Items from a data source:

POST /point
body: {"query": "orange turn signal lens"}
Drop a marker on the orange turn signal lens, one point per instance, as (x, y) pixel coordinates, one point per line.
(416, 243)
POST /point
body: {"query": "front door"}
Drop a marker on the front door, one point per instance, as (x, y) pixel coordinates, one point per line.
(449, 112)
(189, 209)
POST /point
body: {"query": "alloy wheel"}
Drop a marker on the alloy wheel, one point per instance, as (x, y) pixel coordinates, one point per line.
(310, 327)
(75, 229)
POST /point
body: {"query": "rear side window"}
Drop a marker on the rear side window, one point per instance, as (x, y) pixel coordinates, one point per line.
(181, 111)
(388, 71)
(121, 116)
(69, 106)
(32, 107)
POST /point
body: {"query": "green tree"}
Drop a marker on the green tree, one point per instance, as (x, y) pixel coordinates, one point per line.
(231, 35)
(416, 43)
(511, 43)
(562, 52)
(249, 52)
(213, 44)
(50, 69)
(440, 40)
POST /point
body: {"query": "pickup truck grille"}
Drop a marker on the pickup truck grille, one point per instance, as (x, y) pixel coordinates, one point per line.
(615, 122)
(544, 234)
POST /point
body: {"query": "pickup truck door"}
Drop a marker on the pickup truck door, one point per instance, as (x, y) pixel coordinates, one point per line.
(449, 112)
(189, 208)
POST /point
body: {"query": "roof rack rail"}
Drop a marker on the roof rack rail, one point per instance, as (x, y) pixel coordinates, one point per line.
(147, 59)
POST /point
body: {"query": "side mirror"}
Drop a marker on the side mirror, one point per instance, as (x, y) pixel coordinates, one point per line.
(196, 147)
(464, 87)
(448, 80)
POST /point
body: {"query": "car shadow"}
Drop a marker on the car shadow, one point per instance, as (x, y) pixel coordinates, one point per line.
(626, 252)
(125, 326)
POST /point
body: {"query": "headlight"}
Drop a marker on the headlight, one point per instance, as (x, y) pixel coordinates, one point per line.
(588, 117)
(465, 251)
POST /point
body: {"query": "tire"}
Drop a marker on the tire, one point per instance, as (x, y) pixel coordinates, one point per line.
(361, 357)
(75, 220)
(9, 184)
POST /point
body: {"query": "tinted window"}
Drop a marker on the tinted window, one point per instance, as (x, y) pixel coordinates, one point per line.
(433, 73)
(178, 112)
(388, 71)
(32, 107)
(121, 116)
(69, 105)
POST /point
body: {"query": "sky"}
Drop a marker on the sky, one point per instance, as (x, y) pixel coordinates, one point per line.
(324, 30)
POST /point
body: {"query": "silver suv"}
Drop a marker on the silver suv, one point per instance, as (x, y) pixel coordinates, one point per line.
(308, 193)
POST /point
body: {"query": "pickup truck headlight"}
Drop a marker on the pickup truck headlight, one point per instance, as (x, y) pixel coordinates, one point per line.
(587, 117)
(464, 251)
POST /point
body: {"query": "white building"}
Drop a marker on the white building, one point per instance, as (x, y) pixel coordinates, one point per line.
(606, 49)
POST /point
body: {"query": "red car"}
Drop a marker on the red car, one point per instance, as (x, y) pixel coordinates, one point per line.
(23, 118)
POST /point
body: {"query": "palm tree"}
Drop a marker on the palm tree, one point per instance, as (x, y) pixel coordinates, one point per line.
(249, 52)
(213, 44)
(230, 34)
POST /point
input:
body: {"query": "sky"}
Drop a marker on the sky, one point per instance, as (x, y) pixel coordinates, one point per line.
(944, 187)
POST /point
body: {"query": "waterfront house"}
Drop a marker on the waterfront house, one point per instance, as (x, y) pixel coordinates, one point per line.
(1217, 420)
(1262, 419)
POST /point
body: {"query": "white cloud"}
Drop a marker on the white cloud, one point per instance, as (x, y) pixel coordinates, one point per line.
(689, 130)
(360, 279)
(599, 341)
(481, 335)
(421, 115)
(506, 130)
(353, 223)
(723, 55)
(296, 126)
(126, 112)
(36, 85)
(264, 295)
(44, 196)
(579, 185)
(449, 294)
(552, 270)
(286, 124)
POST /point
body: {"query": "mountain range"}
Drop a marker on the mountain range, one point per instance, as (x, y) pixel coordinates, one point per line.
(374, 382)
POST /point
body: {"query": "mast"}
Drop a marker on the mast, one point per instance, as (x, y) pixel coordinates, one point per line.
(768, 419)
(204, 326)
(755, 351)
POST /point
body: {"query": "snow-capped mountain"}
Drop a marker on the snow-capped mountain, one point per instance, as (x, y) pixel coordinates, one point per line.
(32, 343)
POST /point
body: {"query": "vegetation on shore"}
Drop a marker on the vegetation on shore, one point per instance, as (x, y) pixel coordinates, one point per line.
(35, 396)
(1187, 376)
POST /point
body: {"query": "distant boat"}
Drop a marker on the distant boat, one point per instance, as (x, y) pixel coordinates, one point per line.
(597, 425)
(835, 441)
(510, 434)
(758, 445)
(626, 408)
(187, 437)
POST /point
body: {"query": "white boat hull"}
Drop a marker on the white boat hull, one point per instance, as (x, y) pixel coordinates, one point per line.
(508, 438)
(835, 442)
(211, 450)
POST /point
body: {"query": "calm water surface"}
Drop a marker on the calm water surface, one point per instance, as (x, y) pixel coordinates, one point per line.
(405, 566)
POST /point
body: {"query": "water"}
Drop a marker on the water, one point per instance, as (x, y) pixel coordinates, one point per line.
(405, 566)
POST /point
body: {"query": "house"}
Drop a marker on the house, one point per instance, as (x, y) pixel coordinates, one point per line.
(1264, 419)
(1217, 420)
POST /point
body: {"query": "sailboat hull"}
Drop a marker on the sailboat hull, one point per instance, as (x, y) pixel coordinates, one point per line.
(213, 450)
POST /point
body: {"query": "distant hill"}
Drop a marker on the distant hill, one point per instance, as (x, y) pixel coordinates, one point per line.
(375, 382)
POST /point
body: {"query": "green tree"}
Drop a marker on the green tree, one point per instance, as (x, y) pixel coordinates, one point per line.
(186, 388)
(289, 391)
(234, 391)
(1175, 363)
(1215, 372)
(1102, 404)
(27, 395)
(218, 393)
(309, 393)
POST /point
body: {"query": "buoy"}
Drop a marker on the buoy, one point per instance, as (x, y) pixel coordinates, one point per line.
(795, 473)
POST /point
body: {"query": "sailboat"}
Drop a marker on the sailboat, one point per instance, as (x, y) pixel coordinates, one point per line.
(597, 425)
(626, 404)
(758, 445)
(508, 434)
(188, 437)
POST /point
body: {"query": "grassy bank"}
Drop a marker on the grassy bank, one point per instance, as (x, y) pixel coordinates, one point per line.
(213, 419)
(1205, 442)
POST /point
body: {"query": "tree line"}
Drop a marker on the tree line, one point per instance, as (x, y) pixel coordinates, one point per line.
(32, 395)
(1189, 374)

SET TASK: Show each line of the entries above that contains the word "capped". Case counts.

RESPONSE FOR THIS EXERCISE:
body: {"query": "snow-capped mountain"}
Drop a marker on the snow-capped mountain, one point per instance, as (x, y) pixel coordinates, one point per line.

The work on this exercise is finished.